My father was a relentlessly self-improving boulangerie owner from Belgium with low-grade narcolepsy and a penchant for buggery. My mother was a 15 year old French prostitute named Chloe with webbed feet. My father would womanize, he would drink, he would make outrageous claims, like he invented the question mark. Sometimes, he would accuse chestnuts of being lazy - the sort of general malaise that only the genius possess and the insane lament. My childhood was typical: summers in Rangoon, luge lessons. In the spring, we'd make meat helmets. When I was insolent, I was placed in a burlap bag and beaten with reeds. Pretty standard, really. 

Well, not really... I'm a native Marylander who spends his days working in Washington, D.C.  And despite Maryland is south of the Mason-Dixon line, I'm _not_ a southerner. Just ask someone from Virginia.


----------



## Tonguez

What I'm most bemused about is the grouping of Japan and Pacific Islands

Come on firstly where talking about the Worlds BIGGEST geographic feature (the Pacific Ocean) as a single group and yet we divide a small peninsula off the side of Asia into east and west and GB!!!

Am I also mistaken or is their no East Asia category (we have Middle East, India, Central Asia but nowhere to put Japan, Singapore, Malaysia etc!!!)

Anyway geographically and socially it makes much more sense to group the Pacific Islands with Australia and NZ than it does with Japan (or East Asia)

btw I'm from Aotearoa sometimes referred to as New Zealand

and talking about Pacific Islands am I the only person of Polynesian descent here?

I also just noticed that Africa (the worlds second largest continent) is a single group but America is split into south, central and US and Canada!

gee I could sit here and deconstruct this poll all day (damn those Sociology classes!!!)

# DATASET ROWS:
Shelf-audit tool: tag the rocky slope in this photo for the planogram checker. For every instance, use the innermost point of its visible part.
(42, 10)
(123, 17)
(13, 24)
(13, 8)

# THE TASK:
Extend the forum thread on the poll's regional groupings beyond its final line.

# WRITTEN REPLY:
----------



## Urbanmech

Yet another person from the USA.  San Francisco to be more specific.  Don't be too hard on PCat for his groupings of countries.  It would be one damn long poll if he divided things too much.


----------



## Ziggy

Lacking an entry for Scandinavia, I had to pick Western Europe  

BTW, I live at appr. 64 degrees north, anyone living even further north ?

.Ziggy


----------



## Piratecat

Tonguez said:
			
		

> *What I'm most bemused about is the grouping of Japan and Pacific Islands...  I also just noticed that Africa (the worlds second largest continent) is a single group but America is split into south, central and US and Canada! .... gee I could sit here and deconstruct this poll all day!*




And you'd probably be right to do so!

What you might not have realized is that I was shooting for higher granularity in areas that I knew more of us are from. For instance, outside of the Middle East, I don't think there are any members from Africa... at least, none that I know of. I'm not going to split Africa into multiple sections, when no one is from any of them.

Of course, in retrospect, I should have separated out Scandanavia from the rest of Western Europe. You also made some good suggestions about the Pacific groupings. Eh, it's not perfect, but it will answer some questions; my apologies to anyone I inadvertently offended.


----------



## Psychotic Dreamer

Albany, NY

Although I'd prefer somewhere else...


----------



## Wild Karrde

Springfield, Illinois...just like my location says over to the left.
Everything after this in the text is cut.